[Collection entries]
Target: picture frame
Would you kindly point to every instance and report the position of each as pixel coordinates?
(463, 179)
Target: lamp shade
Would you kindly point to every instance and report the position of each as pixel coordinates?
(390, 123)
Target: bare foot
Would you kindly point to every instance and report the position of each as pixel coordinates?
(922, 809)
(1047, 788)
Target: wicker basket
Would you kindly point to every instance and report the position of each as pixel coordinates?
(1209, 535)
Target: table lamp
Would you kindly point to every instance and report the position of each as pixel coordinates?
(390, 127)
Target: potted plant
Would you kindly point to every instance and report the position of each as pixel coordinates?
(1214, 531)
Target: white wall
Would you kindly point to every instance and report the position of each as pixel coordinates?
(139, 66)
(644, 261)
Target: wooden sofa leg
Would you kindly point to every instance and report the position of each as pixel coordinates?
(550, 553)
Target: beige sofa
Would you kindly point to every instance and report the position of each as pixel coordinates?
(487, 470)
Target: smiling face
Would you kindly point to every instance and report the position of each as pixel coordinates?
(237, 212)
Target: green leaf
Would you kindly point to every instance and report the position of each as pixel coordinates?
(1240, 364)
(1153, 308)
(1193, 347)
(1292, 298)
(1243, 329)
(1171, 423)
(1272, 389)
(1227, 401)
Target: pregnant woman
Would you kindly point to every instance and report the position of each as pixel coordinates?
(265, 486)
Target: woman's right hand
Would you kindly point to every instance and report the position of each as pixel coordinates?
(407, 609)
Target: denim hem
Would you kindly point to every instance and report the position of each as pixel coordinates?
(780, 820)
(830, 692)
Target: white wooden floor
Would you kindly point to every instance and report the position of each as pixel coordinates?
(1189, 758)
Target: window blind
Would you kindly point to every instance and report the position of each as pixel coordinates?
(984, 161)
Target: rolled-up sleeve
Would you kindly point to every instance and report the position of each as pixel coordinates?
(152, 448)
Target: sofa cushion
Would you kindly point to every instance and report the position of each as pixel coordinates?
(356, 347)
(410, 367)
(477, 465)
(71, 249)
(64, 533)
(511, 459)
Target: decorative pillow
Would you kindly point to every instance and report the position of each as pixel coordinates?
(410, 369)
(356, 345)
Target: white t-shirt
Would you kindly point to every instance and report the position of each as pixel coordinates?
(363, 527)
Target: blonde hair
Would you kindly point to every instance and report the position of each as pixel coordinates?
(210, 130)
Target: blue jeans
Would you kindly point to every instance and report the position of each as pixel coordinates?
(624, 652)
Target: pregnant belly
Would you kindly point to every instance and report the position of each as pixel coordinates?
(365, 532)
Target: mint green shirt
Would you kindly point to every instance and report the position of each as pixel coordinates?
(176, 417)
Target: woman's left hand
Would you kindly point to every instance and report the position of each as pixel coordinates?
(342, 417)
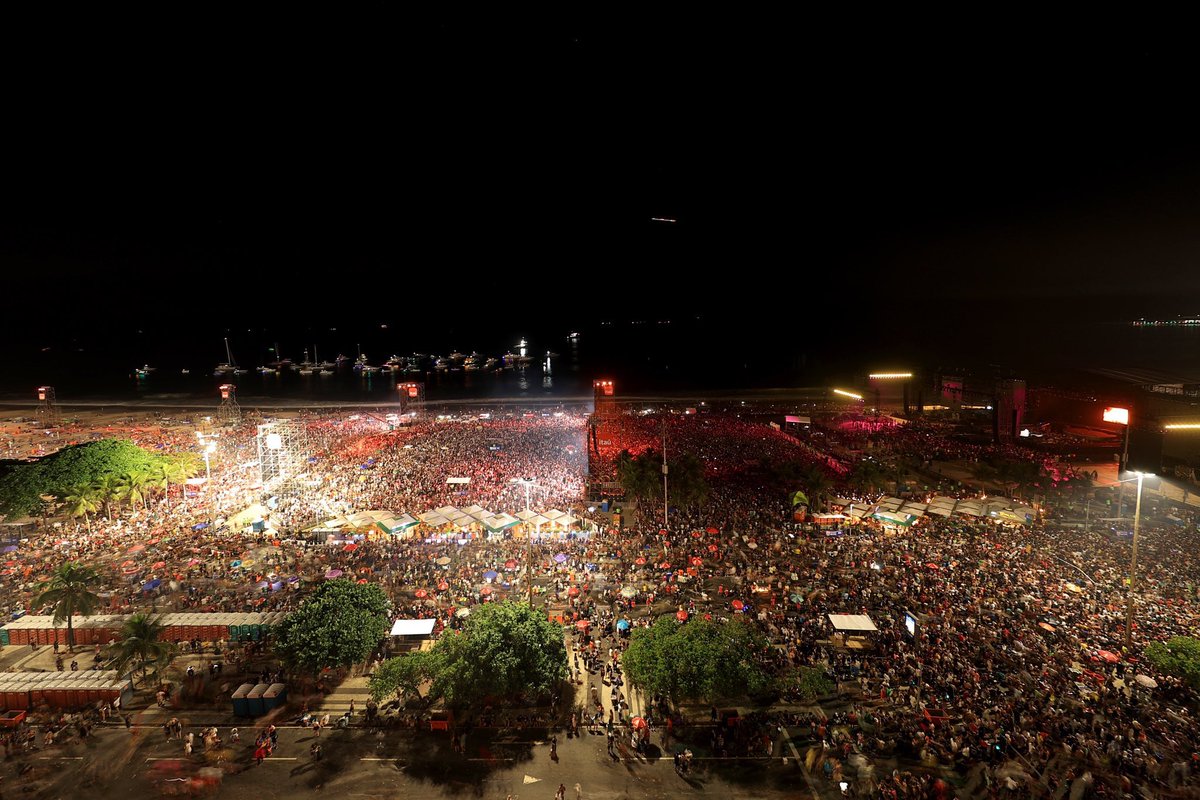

### TASK ITEM
Exclude the images, then output the data above word for word.

### FINISHED EXERCISE
Target: picture frame
Would you kindly point to every instance and report the position of each as pixel coordinates?
(463, 179)
Target: lamp shade
Would you kindly point to every instance and report the position of each as pixel coordinates?
(390, 123)
Target: bare foot
Would you kindly point to every instance and report the position of each as pixel coordinates?
(922, 809)
(1047, 788)
Target: wicker basket
Would you kindly point to every instance and report the position of each as pixel coordinates?
(1209, 535)
Target: table lamp
Would you kindly point to every instance and report the position of each as pixel coordinates?
(390, 127)
Target: potted plant
Would you kindly point to every instance and report the position of each as pixel coordinates?
(1214, 531)
Target: white wall
Would you kindly point to every instance and report the position of each as pixel coordinates?
(139, 66)
(644, 261)
Target: wooden sofa leg
Would you kindly point to every instance and report the position of each as pixel coordinates?
(550, 553)
Target: beige sofa
Would you kindly point to every instance and report the position of each as pixel coordinates?
(487, 470)
Target: smiling face
Would you kindly point to every instance and report the position of each as pixel coordinates?
(237, 212)
Target: green leaf
Would you kindly point to every instance and report the position of each as pixel coordinates?
(1240, 364)
(1153, 308)
(1193, 347)
(1292, 298)
(1243, 329)
(1171, 423)
(1272, 389)
(1227, 401)
Target: pregnant woman
Would you kindly point to every instance and report the position of each as pixel coordinates?
(265, 486)
Target: woman's right hand
Would you kindly point to every instance and report the position of each as pixel coordinates?
(407, 609)
Target: denim hem
Would you kindly point to every instance and report the position of each as pixel coordinates?
(780, 820)
(830, 692)
Target: white wooden floor
Would you kindly point to every instance and report the position of each as pixel coordinates?
(1189, 758)
Target: window blind
Would you kindly point to every instance and report the position of each as pixel coordinates?
(984, 161)
Target: rolled-up sleeve
Would you kindly point to every instance and report the position of each as pixel coordinates?
(152, 448)
Target: sofa cushion
Would you kindly point to every instance and report the position of each as pixel coordinates?
(356, 347)
(410, 367)
(477, 465)
(71, 249)
(64, 533)
(511, 459)
Target: decorative pillow
Would you kindly point to every instance and report the position of each as pixel coordinates?
(410, 369)
(356, 345)
Target: white t-shirt
Would you kindly point to every instance and report the position of each as pixel coordinates?
(363, 527)
Target: blonde hair
Would you kindly point to every instance and report the position of each as pixel coordinates?
(210, 130)
Target: blue jeans
Would you kindly point to every instance and report the position of each as pixel coordinates?
(624, 652)
Target: pregnant belly
Would you kindly point to every instance and report the position of each as pixel coordinates?
(365, 532)
Target: mint green shirt
Would you kindly point to every instance and report the position of each as pixel coordinates?
(176, 417)
Target: woman's left hand
Would you kindly point to every instance and report the position of each as pixel coordinates?
(342, 417)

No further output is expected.